What to work on »
1. Answer these from the Glasoe career text, one a line:
(a) During which years did Dunning build his cyclotron?
(b) At whose suggestion did Dunning offer Herbert L. Anderson a teaching assistant position?
(c) When, according to the text, was nuclear fission discovered in Europe?
2. From the Glasoe career text, list everyone other than Dunning who is named as working on or helping build the Columbia cyclotron.
3. Resume the Glasoe career text at the point where it stops.

G. N. Glasoe - Career

Career

John R. Dunning, professor of physics at Columbia, closely followed the work of Ernest Lawrence on the cyclotron. Dunning wanted a more powerful neutron source and the cyclotron appeared as an attractive tool to achieve this end. During 1935 and 1936, he was able construct a cyclotron using many salvaged parts to reduce costs and funding from industrial and private donations. Glasoe, Dana P. Mitchell, and Hugh Paxton, junior members of the physics faculty at Columbia, worked on the cyclotron part time. At the suggestion of Mitchell, Dunning offered Herbert L. Anderson a teaching assistant position if he would also help with the design and building of the cyclotron during work on his doctorate in physics, which he did. Others assisting in the construction of the cyclotron were Eugene T. Booth and Hugh Glassford. The cyclotron would in a few years be used by Dunning, Glasoe, and Anderson in a historic experiment based on the discovery of nuclear fission in Europe in December 1938 and January 1939.

Input data »
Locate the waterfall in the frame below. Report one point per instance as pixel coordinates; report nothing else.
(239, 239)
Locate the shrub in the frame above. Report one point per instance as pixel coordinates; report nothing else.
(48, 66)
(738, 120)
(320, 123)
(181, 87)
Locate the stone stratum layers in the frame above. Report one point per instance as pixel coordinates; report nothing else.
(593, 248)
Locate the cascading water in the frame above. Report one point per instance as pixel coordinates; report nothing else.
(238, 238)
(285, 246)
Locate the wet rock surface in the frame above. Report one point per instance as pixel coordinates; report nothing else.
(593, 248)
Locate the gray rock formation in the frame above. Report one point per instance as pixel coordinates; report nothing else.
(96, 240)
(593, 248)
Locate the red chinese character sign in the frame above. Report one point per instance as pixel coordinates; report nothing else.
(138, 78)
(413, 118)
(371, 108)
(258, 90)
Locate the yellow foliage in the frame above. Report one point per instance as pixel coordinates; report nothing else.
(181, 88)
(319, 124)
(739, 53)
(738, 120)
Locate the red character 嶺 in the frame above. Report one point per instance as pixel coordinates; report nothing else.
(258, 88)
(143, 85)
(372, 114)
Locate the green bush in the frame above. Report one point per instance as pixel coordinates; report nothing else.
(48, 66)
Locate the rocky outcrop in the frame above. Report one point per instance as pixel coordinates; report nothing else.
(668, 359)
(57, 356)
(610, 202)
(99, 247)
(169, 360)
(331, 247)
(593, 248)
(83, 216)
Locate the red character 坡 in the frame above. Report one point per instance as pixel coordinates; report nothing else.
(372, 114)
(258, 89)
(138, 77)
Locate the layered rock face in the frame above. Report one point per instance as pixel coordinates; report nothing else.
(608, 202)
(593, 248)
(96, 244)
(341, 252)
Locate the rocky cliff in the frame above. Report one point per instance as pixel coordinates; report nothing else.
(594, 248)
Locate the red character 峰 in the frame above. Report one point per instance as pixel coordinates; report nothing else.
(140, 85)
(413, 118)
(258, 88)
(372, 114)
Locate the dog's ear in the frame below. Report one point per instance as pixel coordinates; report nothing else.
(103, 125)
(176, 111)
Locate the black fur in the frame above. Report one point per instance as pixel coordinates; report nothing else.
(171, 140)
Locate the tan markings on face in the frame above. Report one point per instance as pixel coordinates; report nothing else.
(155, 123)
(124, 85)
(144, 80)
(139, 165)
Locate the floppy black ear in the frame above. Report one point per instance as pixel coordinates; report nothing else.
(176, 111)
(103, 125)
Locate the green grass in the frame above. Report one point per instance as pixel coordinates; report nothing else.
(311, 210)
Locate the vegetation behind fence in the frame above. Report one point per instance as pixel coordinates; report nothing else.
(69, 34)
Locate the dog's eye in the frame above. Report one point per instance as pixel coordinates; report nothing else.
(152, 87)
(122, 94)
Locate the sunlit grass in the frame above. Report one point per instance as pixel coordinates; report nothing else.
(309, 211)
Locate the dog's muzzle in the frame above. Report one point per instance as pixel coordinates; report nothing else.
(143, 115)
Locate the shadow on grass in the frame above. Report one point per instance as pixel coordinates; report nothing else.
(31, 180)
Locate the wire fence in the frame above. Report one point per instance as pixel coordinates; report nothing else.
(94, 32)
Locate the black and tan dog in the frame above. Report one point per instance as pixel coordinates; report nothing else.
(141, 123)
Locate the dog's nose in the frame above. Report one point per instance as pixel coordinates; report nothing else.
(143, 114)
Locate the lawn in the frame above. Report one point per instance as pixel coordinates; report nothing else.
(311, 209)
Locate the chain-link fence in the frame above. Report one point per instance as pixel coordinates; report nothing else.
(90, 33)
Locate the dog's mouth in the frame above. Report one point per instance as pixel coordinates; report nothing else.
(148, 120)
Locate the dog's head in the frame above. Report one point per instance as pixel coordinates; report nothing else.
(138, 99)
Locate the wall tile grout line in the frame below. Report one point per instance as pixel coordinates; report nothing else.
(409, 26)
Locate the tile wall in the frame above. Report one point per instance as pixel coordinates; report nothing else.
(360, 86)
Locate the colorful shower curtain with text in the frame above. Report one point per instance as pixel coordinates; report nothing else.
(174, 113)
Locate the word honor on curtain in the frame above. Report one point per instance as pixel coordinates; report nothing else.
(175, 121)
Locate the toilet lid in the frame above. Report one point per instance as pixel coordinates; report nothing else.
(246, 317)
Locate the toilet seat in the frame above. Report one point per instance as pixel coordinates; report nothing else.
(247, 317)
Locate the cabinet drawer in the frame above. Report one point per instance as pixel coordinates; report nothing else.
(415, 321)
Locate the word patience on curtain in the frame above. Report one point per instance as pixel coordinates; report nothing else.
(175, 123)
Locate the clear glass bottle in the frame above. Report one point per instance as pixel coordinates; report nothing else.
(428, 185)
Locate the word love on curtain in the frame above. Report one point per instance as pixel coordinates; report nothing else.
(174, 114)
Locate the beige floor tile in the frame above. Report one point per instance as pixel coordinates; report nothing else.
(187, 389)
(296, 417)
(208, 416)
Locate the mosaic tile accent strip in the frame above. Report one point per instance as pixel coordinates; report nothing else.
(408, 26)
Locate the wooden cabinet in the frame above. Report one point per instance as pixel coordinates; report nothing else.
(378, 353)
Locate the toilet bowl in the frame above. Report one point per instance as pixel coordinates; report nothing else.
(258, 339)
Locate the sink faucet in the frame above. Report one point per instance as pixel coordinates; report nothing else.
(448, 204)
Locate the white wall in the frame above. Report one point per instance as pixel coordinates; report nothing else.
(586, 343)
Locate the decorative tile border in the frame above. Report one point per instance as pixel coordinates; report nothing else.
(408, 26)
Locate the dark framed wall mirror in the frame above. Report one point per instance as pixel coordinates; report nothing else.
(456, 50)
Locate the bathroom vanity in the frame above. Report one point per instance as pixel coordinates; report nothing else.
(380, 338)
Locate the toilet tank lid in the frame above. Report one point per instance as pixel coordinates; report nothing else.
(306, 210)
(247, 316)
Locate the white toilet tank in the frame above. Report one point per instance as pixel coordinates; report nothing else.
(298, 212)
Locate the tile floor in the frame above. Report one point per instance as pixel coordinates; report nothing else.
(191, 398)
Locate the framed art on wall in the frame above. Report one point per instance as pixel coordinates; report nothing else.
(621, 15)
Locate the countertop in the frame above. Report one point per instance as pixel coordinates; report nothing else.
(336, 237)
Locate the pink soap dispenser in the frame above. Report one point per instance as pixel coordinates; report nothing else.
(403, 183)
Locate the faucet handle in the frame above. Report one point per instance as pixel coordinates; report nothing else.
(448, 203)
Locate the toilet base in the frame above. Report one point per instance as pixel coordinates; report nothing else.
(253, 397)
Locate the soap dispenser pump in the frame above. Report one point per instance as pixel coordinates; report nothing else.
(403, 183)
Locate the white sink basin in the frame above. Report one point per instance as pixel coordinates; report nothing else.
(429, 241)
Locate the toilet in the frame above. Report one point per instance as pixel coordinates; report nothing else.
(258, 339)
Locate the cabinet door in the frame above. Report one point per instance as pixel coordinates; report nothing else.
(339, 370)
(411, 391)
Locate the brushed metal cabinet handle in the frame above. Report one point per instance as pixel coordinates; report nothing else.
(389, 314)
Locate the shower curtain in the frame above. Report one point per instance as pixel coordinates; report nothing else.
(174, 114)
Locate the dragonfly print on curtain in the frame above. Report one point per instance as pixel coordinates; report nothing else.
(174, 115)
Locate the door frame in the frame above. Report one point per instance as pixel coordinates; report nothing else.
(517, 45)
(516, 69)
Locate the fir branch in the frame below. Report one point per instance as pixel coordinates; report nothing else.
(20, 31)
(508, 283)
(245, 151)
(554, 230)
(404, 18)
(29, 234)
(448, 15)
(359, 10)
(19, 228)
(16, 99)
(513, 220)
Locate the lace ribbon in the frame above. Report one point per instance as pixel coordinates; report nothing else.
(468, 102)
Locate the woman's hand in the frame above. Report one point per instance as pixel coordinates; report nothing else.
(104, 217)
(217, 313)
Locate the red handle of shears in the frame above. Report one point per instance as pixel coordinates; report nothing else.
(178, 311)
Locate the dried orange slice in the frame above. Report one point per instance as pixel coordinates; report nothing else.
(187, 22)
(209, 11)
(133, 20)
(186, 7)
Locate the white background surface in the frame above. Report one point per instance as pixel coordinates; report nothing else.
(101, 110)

Responses per task »
1.
(a) 1935 and 1936
(b) Dana P. Mitchell
(c) December 1938 and January 1939

2. G. N. Glasoe, Dana P. Mitchell, Hugh Paxton, Herbert L. Anderson, Eugene T. Booth, Hugh Glassford

3.
In December 1938, the German chemists Otto Hahn and Fritz Strassmann sent a manuscript to Naturwissenschaften reporting they had detected the element barium after bombarding uranium with neutrons; simultaneously, they communicated these results to Lise Meitner. Meitner, and her nephew Otto Robert Frisch, correctly interpreted these results as being nuclear fission. Frisch confirmed this experimentally on 13 January 1939. In 1944, Hahn received the Nobel Prize for Chemistry for the discovery of nuclear fission. Some historians have documented the history of the discovery of nuclear fission and believe Meitner should have been awarded the Nobel Prize with Hahn.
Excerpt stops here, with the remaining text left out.